* TASK INSTRUCTIONS
Copy out the listing from the line with "Output the pixel-accurate" to the line with "40L849 0L798 5L759", character for character.

**** ENTRIES SUPPLIED ****

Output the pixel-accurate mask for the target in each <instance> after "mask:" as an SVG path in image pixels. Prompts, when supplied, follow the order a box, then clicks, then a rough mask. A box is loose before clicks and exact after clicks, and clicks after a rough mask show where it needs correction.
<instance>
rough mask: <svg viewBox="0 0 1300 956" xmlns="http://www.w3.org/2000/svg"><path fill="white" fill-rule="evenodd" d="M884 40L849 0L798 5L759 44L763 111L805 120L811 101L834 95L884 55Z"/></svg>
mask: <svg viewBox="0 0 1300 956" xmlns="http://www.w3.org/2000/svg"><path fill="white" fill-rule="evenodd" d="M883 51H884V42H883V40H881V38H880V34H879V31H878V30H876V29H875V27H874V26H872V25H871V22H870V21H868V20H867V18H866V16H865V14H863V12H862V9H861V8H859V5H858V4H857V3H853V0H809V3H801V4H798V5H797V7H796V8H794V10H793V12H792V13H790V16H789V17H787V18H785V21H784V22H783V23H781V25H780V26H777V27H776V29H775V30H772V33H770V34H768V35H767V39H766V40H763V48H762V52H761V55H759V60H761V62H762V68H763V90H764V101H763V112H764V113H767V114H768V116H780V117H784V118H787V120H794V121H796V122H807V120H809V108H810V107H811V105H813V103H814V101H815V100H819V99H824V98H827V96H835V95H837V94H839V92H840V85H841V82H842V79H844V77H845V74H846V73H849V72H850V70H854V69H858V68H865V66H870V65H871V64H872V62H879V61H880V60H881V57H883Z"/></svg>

****
**** ENTRIES SUPPLIED ****

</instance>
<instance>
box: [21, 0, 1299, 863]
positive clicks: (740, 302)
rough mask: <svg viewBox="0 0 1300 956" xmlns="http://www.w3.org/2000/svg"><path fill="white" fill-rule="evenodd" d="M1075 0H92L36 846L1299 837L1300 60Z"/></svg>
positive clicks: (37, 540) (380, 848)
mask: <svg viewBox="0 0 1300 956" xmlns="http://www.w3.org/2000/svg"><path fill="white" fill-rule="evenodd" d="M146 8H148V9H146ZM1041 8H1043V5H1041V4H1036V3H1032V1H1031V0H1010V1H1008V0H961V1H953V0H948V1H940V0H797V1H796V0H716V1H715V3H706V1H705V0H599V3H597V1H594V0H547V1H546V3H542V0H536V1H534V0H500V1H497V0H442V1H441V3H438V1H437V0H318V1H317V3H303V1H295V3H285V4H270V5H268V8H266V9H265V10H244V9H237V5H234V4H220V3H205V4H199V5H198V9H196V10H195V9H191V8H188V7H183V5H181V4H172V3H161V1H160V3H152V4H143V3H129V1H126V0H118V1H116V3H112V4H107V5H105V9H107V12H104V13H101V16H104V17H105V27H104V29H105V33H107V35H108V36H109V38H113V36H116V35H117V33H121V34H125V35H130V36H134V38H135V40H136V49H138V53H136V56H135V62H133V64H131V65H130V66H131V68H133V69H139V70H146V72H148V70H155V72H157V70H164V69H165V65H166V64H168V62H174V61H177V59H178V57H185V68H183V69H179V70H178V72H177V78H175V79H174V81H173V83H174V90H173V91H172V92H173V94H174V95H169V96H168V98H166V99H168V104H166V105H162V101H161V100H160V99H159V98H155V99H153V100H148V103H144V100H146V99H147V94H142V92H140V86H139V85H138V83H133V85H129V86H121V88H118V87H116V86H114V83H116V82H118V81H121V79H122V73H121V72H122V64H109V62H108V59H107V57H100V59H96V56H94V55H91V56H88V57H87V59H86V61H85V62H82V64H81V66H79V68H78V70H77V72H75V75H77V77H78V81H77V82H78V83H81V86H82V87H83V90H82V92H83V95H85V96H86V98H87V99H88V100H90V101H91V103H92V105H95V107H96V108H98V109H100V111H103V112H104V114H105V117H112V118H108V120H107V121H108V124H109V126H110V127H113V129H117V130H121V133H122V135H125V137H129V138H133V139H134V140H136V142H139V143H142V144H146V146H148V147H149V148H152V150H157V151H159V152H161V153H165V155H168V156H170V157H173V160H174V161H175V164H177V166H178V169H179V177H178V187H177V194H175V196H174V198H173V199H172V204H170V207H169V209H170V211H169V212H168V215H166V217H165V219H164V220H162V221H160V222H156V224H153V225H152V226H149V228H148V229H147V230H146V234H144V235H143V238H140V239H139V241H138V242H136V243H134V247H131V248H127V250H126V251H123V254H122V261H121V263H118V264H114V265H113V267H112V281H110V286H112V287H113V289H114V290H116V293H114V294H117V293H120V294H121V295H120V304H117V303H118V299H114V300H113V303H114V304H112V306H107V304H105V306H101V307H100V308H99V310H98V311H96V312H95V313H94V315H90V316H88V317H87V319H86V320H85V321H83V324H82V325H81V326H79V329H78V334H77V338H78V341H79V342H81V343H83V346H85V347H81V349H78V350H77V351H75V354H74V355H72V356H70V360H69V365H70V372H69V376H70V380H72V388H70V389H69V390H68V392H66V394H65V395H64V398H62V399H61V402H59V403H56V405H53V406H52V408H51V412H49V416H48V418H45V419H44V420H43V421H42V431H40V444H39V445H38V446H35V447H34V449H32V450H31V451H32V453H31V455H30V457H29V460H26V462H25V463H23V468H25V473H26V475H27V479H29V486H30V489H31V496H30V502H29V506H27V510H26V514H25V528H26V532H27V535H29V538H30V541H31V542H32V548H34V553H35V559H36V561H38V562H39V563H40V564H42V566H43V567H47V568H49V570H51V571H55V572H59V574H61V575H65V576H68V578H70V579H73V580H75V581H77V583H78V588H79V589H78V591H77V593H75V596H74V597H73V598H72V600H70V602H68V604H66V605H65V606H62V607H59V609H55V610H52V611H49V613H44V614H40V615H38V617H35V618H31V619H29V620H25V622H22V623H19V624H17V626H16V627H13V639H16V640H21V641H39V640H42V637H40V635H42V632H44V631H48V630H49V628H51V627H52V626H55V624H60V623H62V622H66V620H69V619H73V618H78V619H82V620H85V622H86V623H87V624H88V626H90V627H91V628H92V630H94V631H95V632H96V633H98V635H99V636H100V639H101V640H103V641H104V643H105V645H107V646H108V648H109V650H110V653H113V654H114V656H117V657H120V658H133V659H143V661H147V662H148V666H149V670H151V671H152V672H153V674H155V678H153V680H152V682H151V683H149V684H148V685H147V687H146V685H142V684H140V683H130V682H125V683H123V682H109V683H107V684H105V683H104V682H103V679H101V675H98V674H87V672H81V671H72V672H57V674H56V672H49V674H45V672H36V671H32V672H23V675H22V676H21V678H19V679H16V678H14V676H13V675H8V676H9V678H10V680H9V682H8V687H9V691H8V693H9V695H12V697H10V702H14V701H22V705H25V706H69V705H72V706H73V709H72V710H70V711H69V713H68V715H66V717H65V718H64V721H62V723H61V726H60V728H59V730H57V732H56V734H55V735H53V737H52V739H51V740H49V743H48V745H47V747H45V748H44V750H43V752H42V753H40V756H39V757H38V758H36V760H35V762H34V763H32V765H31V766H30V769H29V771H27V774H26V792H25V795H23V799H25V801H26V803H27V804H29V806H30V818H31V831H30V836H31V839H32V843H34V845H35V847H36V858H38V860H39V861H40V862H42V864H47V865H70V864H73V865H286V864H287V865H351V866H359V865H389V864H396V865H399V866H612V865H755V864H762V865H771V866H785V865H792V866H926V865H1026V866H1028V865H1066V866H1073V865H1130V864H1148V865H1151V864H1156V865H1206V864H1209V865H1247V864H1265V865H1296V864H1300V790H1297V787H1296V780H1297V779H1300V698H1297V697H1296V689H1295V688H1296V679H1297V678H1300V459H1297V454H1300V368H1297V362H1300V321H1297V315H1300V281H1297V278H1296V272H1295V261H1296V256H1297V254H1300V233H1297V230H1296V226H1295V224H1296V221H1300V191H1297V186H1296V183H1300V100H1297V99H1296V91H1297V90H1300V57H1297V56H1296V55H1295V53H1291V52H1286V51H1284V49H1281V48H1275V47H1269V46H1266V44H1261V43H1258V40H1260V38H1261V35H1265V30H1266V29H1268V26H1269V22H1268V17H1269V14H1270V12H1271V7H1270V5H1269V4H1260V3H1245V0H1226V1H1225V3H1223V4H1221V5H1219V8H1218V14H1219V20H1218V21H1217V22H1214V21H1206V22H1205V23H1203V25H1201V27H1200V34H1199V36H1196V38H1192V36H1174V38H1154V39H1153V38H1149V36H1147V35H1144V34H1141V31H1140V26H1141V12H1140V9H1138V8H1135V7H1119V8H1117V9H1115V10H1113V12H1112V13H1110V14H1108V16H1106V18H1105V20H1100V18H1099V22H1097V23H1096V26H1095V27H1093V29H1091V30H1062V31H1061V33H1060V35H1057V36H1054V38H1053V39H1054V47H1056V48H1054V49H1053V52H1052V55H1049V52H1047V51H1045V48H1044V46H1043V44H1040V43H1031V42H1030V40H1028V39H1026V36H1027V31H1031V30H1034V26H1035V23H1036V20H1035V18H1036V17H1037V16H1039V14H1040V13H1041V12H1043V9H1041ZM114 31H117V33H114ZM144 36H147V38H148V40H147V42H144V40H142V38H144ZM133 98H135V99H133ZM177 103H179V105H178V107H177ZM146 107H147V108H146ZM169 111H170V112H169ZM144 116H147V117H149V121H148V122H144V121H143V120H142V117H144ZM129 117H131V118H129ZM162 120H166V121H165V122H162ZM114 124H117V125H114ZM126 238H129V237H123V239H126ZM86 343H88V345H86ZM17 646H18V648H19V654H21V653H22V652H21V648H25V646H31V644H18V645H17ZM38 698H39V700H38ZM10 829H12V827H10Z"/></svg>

****

* RESULT BELOW
Output the pixel-accurate mask for the target in each <instance> after "mask:" as an SVG path in image pixels. Prompts, when supplied, follow the order a box, then clicks, then a rough mask. A box is loose before clicks and exact after clicks, and clicks after a rough mask show where it needs correction.
<instance>
rough mask: <svg viewBox="0 0 1300 956" xmlns="http://www.w3.org/2000/svg"><path fill="white" fill-rule="evenodd" d="M884 40L849 0L798 5L759 44L763 111L805 120L811 101L834 95L884 55Z"/></svg>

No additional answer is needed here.